_Task goal_: Some lines hold the string "kind". Copy all of them from the material that follows.

_Records for the task_:
┄┄┄┄┄┄
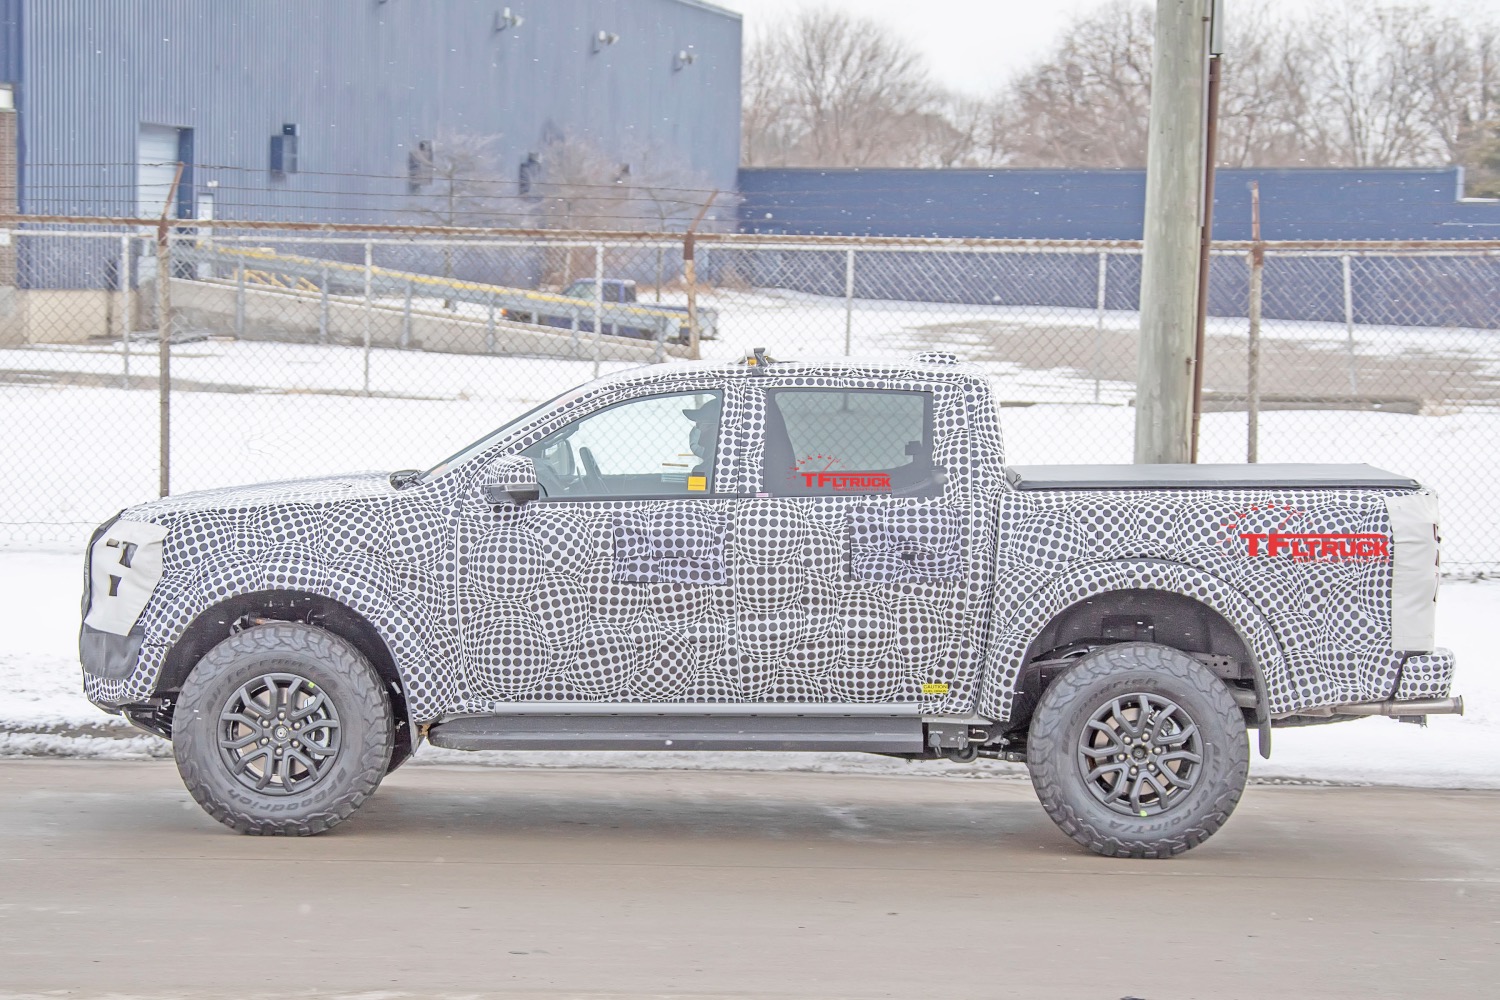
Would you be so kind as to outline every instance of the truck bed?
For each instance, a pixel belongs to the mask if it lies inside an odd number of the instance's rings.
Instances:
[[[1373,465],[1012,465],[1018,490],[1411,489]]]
┄┄┄┄┄┄
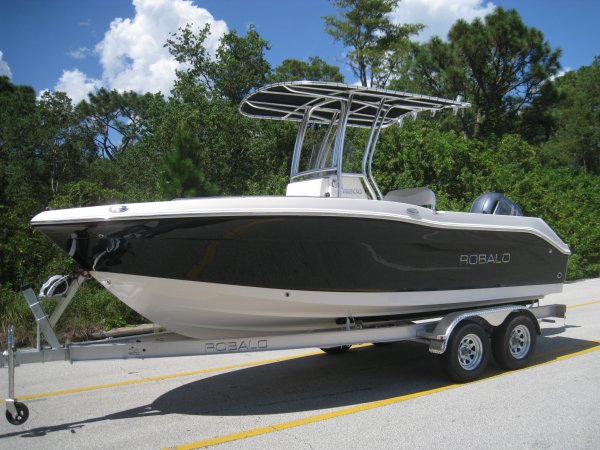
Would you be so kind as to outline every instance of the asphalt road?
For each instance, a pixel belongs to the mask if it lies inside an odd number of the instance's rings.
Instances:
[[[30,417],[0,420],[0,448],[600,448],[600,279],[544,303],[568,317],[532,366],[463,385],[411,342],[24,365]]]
┄┄┄┄┄┄
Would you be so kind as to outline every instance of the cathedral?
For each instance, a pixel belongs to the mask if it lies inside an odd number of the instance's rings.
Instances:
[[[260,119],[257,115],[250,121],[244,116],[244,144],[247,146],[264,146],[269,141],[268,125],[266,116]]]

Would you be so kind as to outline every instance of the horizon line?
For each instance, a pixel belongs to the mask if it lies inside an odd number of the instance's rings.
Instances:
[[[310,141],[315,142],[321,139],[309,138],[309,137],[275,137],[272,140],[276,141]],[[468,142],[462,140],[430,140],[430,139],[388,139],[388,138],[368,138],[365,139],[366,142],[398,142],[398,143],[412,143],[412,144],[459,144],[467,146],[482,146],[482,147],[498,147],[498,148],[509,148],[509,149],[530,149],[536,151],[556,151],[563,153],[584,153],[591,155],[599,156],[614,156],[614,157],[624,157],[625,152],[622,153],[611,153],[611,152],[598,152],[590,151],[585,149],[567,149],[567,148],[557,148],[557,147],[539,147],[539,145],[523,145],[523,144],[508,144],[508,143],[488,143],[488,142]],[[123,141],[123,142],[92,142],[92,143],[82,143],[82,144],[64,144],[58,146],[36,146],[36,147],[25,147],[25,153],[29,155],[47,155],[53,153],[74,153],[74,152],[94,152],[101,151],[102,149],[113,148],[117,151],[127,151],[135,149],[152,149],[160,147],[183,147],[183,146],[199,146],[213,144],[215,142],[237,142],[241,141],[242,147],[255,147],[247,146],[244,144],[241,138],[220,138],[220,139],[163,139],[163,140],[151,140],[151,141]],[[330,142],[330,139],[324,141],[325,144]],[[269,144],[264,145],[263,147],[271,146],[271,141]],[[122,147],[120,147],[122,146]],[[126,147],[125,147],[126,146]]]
┄┄┄┄┄┄
_Exercise response_:
Would you be so kind as to outline every instance of the truck bed?
Would you be so kind as to outline every instance of the asphalt road?
Would you be so kind as to outline every instance of the cathedral?
Would you be so kind as to outline every instance of the horizon line?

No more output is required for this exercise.